--- Exercise ---
Retype the lines below exactly, from the line containing "998), (75, 966)]" through the line containing "10), (899, 6)]", and give only those lines.

--- Input rows ---
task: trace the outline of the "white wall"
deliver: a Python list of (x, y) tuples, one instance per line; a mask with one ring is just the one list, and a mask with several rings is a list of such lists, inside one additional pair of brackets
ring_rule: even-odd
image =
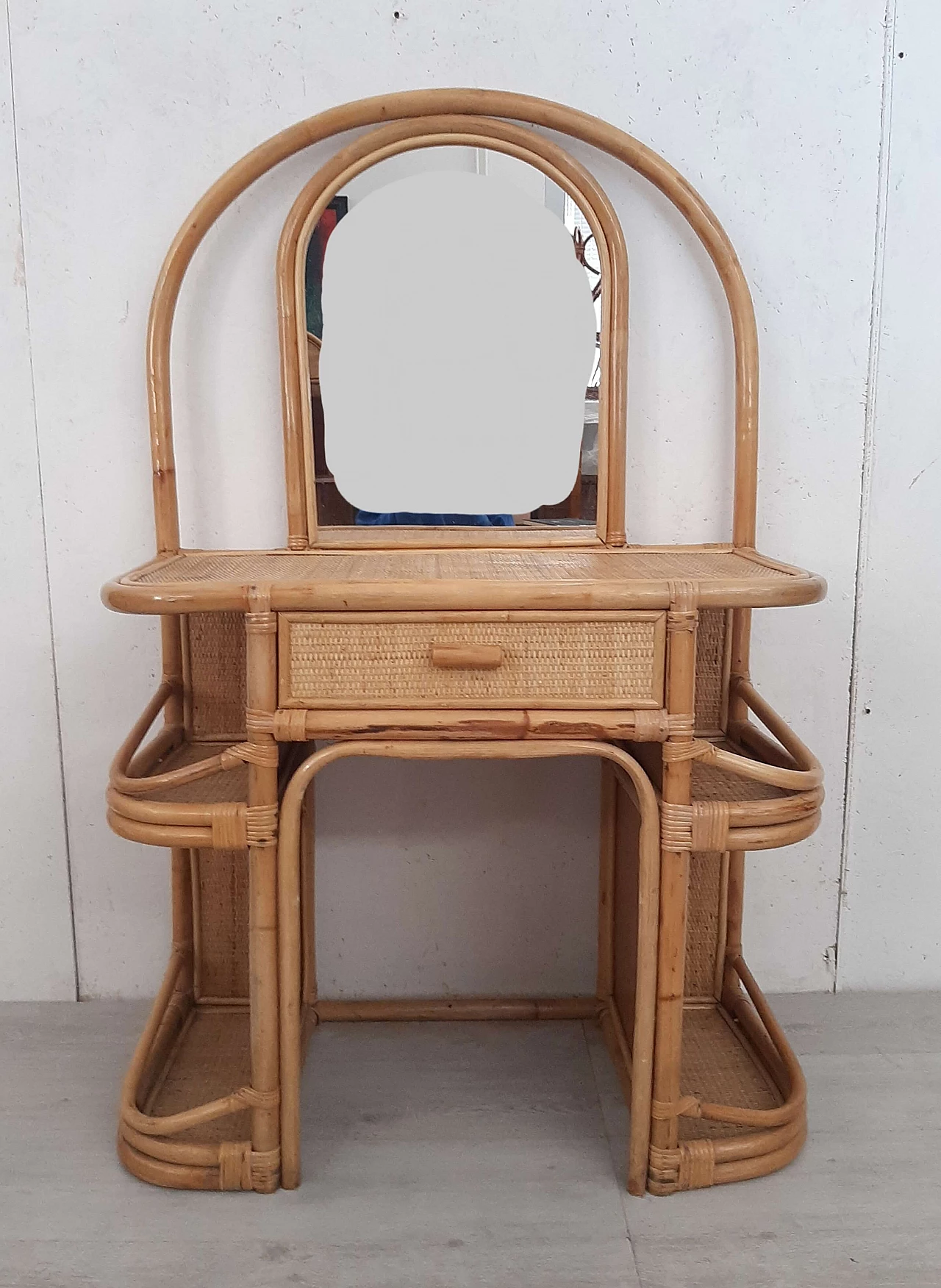
[(68, 862), (5, 40), (0, 263), (0, 997), (70, 998), (75, 966)]
[(891, 50), (878, 384), (864, 495), (841, 976), (941, 983), (941, 10), (899, 6)]
[[(928, 900), (910, 908), (896, 894), (902, 871), (931, 878), (931, 792), (927, 779), (918, 781), (913, 724), (924, 712), (923, 729), (937, 726), (924, 696), (927, 614), (937, 607), (922, 609), (920, 638), (895, 639), (892, 630), (901, 632), (906, 621), (902, 585), (929, 585), (932, 567), (937, 583), (937, 544), (927, 545), (931, 470), (908, 489), (932, 455), (923, 450), (931, 421), (926, 416), (920, 438), (915, 422), (919, 408), (932, 410), (926, 337), (936, 323), (927, 303), (919, 305), (927, 317), (911, 307), (929, 263), (929, 193), (896, 200), (892, 191), (879, 206), (888, 140), (883, 0), (672, 0), (629, 13), (591, 3), (400, 0), (399, 19), (393, 4), (366, 0), (8, 3), (18, 157), (8, 111), (0, 160), (4, 174), (18, 176), (26, 296), (6, 274), (4, 361), (18, 381), (9, 385), (6, 415), (27, 462), (32, 451), (32, 492), (9, 474), (3, 486), (19, 505), (28, 500), (15, 524), (14, 583), (22, 614), (41, 625), (45, 643), (30, 650), (35, 696), (17, 662), (24, 679), (6, 728), (10, 719), (24, 725), (24, 708), (33, 715), (45, 777), (32, 775), (28, 790), (18, 779), (14, 797), (22, 813), (42, 819), (49, 837), (39, 848), (35, 829), (28, 845), (18, 836), (0, 859), (12, 886), (0, 927), (4, 953), (15, 962), (14, 970), (0, 958), (0, 993), (62, 996), (71, 988), (64, 836), (51, 805), (59, 784), (30, 348), (80, 987), (84, 996), (149, 993), (166, 957), (166, 862), (108, 832), (102, 792), (107, 761), (154, 683), (157, 639), (153, 623), (106, 613), (98, 589), (152, 550), (143, 335), (160, 260), (205, 188), (275, 130), (348, 99), (461, 84), (568, 102), (644, 139), (717, 211), (752, 283), (763, 358), (759, 545), (830, 583), (825, 604), (756, 614), (753, 674), (824, 760), (829, 791), (815, 837), (749, 860), (747, 952), (770, 989), (834, 983), (869, 426), (875, 452), (871, 504), (862, 511), (869, 545), (856, 710), (869, 702), (869, 685), (882, 715), (857, 714), (839, 981), (941, 984)], [(917, 138), (918, 117), (937, 116), (931, 68), (917, 75), (909, 63), (931, 49), (931, 0), (900, 3), (900, 31), (924, 27), (915, 26), (911, 50), (893, 66), (901, 133), (892, 174), (909, 184), (927, 142), (927, 129)], [(890, 13), (890, 40), (893, 22)], [(632, 537), (721, 540), (730, 513), (731, 383), (718, 286), (655, 192), (573, 151), (613, 197), (631, 254)], [(184, 541), (283, 540), (273, 258), (283, 216), (323, 156), (312, 149), (292, 158), (241, 198), (201, 247), (184, 290), (174, 353)], [(887, 229), (879, 224), (884, 353), (877, 416), (868, 420), (877, 216), (888, 218)], [(4, 220), (4, 246), (15, 249), (15, 197)], [(900, 509), (904, 541), (895, 527)], [(883, 589), (890, 583), (899, 586), (892, 595)], [(895, 674), (924, 676), (913, 719), (900, 714), (886, 674), (887, 659), (901, 661), (905, 649)], [(887, 764), (882, 748), (893, 739)], [(466, 778), (448, 766), (337, 768), (321, 809), (319, 908), (333, 913), (330, 935), (324, 922), (322, 979), (337, 992), (536, 988), (538, 979), (560, 992), (584, 988), (593, 961), (596, 775), (590, 766), (565, 768), (475, 766)], [(902, 815), (906, 832), (890, 833), (895, 774), (914, 788), (915, 810)], [(557, 801), (564, 818), (551, 819)], [(525, 832), (520, 806), (532, 820)], [(48, 885), (35, 889), (40, 873)], [(523, 890), (533, 880), (539, 898), (526, 907)], [(10, 927), (30, 945), (45, 936), (49, 952), (21, 953)], [(877, 927), (884, 948), (873, 943)], [(51, 970), (59, 958), (64, 967)]]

--- Expected output ---
[(68, 862), (5, 40), (0, 263), (0, 997), (70, 998), (75, 966)]
[(891, 50), (878, 384), (864, 495), (841, 976), (941, 983), (941, 10), (899, 6)]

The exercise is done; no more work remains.